▼
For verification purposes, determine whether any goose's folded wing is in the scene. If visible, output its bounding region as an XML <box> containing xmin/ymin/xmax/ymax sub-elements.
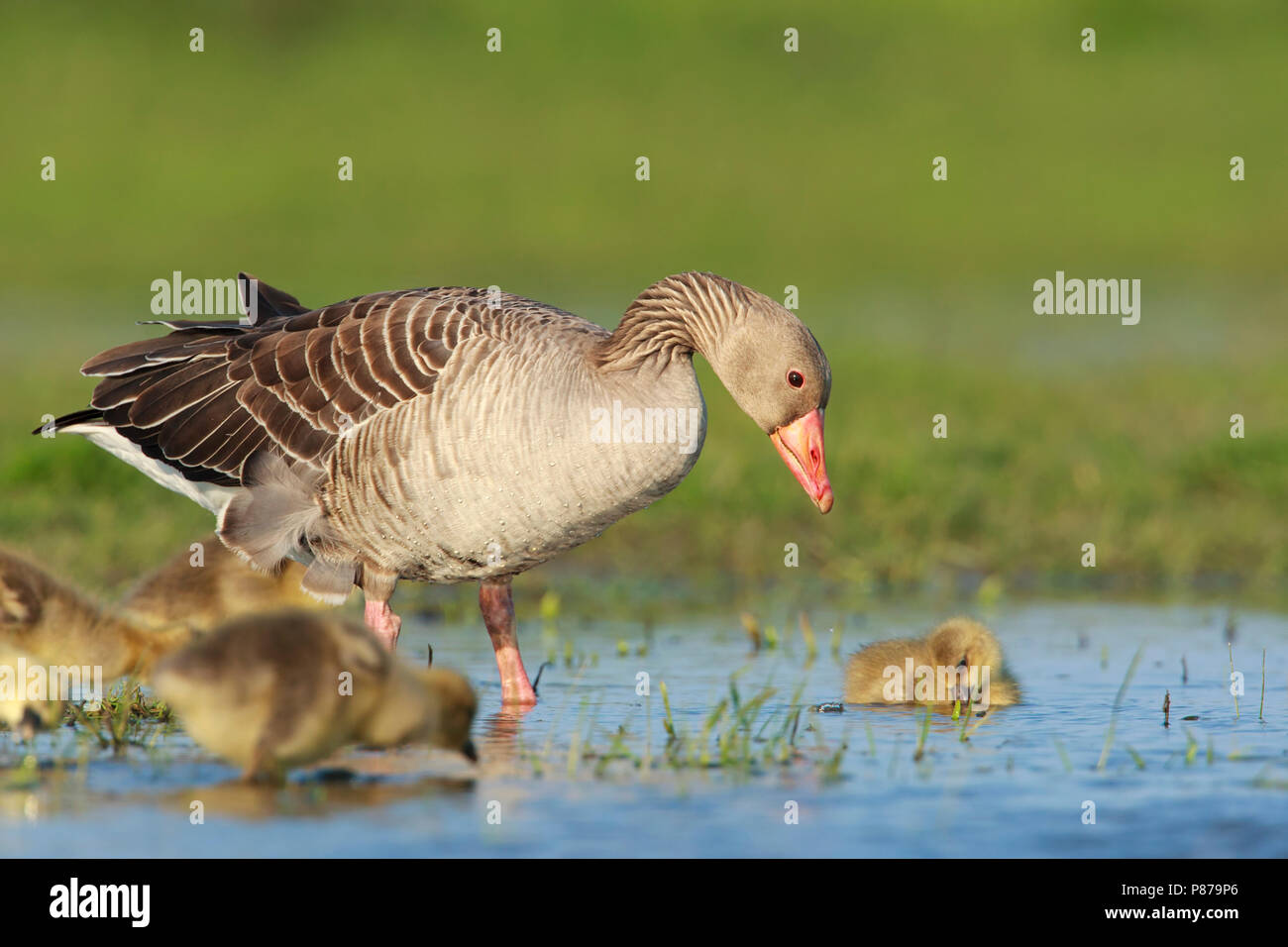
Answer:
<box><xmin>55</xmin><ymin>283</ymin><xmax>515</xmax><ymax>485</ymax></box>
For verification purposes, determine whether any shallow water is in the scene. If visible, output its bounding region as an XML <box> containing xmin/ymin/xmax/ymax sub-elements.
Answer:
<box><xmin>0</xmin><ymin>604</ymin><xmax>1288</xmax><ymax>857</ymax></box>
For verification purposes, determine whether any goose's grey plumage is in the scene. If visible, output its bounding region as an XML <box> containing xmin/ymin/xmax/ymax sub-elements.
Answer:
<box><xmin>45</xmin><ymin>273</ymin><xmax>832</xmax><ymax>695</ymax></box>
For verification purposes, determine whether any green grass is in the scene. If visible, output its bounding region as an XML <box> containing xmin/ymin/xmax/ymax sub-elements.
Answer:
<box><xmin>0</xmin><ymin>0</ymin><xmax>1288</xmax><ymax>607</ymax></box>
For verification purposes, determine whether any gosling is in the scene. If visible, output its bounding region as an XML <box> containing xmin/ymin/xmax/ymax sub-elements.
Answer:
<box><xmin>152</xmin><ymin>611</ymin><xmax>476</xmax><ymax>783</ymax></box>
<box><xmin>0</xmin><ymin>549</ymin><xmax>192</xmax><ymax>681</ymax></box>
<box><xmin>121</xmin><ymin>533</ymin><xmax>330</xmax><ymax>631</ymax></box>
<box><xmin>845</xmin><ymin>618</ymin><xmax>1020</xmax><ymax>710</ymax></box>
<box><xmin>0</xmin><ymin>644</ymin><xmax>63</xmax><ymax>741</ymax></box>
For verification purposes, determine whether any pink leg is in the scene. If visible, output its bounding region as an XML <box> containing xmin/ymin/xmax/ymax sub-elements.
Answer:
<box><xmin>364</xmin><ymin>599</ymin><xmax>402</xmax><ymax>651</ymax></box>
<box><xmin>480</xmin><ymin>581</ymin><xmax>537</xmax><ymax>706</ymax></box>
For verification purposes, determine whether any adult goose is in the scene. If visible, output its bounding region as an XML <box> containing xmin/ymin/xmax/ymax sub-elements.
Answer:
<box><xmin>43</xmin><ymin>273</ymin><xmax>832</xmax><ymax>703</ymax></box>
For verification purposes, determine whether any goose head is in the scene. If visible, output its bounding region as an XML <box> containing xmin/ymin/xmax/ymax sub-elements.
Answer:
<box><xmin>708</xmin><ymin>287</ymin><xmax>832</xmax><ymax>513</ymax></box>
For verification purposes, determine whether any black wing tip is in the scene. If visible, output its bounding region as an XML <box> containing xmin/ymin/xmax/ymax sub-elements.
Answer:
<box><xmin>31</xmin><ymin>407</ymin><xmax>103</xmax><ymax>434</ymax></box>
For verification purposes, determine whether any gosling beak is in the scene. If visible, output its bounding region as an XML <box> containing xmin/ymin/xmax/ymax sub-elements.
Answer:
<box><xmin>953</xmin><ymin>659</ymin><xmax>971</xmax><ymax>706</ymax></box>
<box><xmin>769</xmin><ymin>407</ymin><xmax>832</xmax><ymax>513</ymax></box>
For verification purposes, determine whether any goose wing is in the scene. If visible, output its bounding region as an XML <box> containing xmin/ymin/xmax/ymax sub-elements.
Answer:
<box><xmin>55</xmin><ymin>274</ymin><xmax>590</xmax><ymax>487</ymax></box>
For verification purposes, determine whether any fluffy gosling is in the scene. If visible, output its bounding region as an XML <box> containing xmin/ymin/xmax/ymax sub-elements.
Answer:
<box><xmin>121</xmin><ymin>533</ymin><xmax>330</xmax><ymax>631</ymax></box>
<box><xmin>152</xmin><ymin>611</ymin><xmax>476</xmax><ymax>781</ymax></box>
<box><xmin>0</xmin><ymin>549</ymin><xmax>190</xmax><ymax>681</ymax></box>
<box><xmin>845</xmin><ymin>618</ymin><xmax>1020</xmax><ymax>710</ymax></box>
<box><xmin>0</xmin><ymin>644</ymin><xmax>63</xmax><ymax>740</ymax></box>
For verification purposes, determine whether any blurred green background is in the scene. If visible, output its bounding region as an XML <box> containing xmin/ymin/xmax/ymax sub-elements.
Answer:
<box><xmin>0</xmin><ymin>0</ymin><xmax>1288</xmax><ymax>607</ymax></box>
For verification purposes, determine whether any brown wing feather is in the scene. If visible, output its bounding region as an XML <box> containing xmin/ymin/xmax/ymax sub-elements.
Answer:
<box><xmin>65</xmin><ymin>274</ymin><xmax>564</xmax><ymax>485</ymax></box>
▲
▼
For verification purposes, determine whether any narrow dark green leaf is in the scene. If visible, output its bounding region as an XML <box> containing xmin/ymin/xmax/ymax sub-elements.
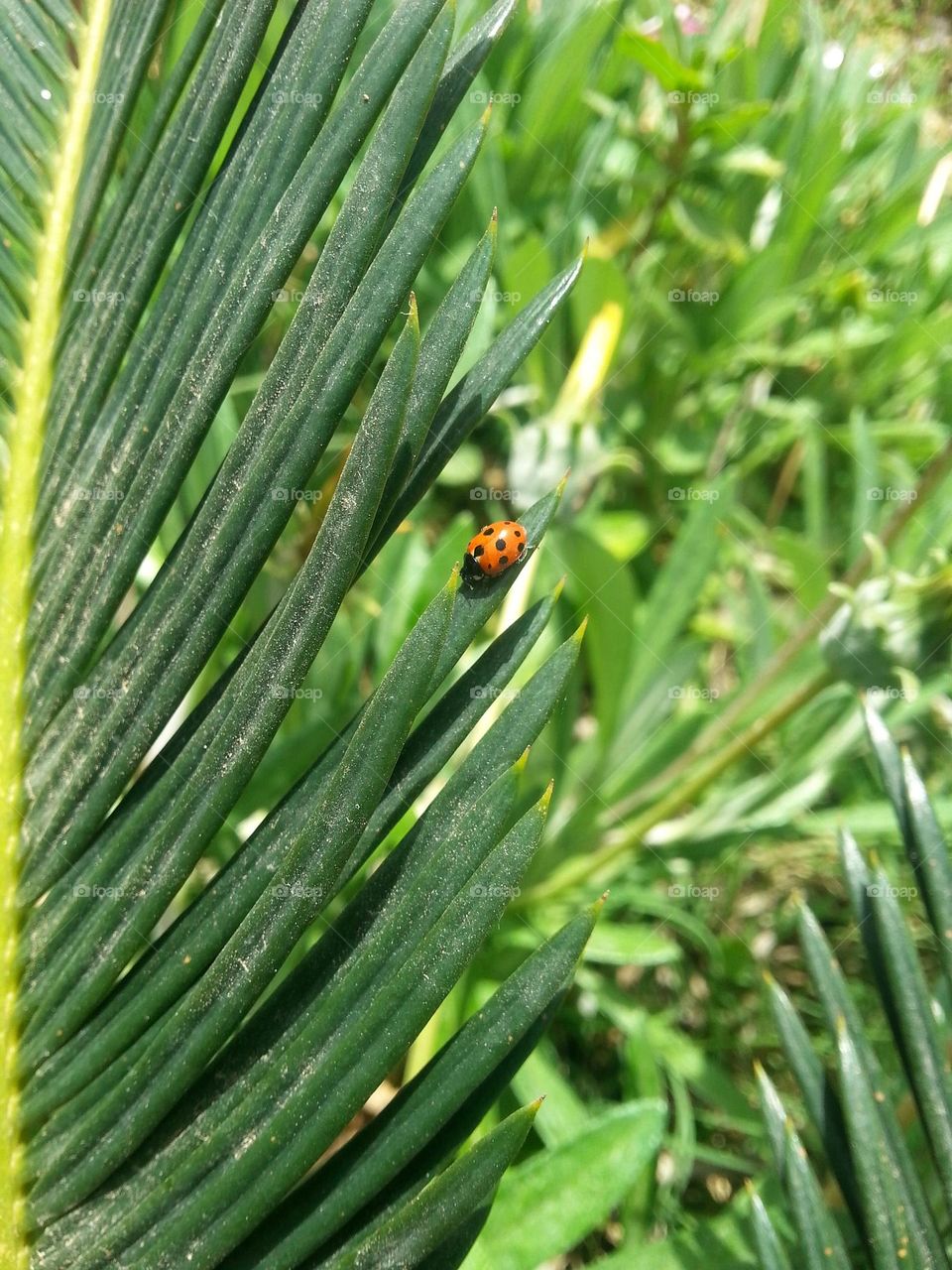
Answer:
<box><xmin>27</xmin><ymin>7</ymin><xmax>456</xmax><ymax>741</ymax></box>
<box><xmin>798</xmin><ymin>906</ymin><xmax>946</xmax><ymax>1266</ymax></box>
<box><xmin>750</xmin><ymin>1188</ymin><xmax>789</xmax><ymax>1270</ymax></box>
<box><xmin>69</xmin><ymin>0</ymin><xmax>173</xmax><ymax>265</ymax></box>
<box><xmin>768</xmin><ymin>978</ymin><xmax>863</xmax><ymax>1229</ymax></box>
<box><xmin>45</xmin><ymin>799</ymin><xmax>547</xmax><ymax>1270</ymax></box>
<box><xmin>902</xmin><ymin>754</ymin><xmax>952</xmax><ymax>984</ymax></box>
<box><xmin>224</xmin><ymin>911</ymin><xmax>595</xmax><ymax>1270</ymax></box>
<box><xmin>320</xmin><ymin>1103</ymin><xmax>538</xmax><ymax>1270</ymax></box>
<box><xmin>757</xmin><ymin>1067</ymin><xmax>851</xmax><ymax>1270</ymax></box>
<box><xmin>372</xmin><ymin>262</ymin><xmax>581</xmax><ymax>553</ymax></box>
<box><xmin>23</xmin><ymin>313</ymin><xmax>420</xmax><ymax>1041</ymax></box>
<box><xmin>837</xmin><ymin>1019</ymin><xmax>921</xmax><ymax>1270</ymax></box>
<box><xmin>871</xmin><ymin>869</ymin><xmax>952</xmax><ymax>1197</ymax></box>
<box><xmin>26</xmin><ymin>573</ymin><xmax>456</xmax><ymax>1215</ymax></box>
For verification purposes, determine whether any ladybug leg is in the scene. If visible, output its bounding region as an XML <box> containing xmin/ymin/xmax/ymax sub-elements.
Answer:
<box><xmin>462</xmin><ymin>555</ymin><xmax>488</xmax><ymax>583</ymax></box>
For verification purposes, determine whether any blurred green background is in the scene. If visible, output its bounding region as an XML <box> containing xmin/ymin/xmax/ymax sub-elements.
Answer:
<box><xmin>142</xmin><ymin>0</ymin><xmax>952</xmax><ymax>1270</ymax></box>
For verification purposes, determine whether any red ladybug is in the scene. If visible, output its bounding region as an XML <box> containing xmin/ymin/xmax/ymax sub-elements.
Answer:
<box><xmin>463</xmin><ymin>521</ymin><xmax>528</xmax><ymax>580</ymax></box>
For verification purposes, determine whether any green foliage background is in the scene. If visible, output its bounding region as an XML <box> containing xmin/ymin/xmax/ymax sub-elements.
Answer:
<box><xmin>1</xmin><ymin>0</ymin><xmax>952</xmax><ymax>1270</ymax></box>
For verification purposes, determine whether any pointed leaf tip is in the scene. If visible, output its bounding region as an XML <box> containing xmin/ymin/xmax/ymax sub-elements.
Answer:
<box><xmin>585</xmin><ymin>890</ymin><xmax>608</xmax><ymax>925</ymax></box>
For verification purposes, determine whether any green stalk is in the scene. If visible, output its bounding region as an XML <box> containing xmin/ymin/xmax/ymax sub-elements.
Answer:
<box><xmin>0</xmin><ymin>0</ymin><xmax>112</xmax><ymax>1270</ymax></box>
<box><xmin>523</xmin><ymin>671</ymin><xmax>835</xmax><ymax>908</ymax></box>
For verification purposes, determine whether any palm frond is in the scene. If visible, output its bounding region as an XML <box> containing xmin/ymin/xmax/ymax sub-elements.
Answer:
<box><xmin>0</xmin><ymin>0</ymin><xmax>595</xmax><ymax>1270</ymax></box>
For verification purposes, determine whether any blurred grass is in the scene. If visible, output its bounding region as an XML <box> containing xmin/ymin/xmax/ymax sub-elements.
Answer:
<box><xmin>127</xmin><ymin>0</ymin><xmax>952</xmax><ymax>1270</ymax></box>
▲
▼
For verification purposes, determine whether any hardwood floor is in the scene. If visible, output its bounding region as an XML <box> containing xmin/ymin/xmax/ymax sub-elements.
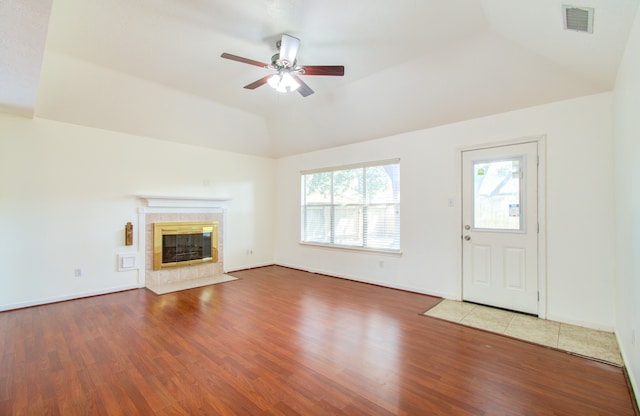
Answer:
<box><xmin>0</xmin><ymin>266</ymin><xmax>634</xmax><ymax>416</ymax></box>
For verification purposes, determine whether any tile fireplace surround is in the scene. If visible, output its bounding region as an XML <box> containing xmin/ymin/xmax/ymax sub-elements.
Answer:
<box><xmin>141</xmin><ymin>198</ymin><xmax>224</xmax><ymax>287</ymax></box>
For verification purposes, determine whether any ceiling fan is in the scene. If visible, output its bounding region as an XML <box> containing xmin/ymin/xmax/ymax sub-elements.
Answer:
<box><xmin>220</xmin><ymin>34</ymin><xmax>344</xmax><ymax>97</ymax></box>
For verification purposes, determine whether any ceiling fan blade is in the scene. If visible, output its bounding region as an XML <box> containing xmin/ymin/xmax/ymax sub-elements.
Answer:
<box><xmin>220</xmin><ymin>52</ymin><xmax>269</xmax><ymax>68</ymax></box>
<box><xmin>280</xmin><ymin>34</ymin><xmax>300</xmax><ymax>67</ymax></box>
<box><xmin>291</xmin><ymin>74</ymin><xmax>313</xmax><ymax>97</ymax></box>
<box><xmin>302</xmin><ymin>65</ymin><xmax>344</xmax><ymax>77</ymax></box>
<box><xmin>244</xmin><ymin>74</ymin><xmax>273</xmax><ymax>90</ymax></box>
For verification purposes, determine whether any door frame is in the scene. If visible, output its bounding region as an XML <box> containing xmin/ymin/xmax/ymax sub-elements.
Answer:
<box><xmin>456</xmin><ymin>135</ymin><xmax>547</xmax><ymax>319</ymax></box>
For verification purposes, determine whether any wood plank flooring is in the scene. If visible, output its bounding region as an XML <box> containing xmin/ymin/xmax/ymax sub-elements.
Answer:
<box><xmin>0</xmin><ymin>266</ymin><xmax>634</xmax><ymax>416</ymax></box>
▲
◆ Short task
Show every line of the entries above that contains the word "ceiling".

◆ Answer to the exercise
For verification purposes, determine whether any ceiling fan is in the scene. If visible, output its bounding region as an XML <box> containing xmin/ymin/xmax/ymax sub-elements.
For verification purposes, determine whether any ceiling fan blade is in the scene. If visible, output its bounding region as an XML <box> containing xmin/ymin/xmax/ymax sub-elements.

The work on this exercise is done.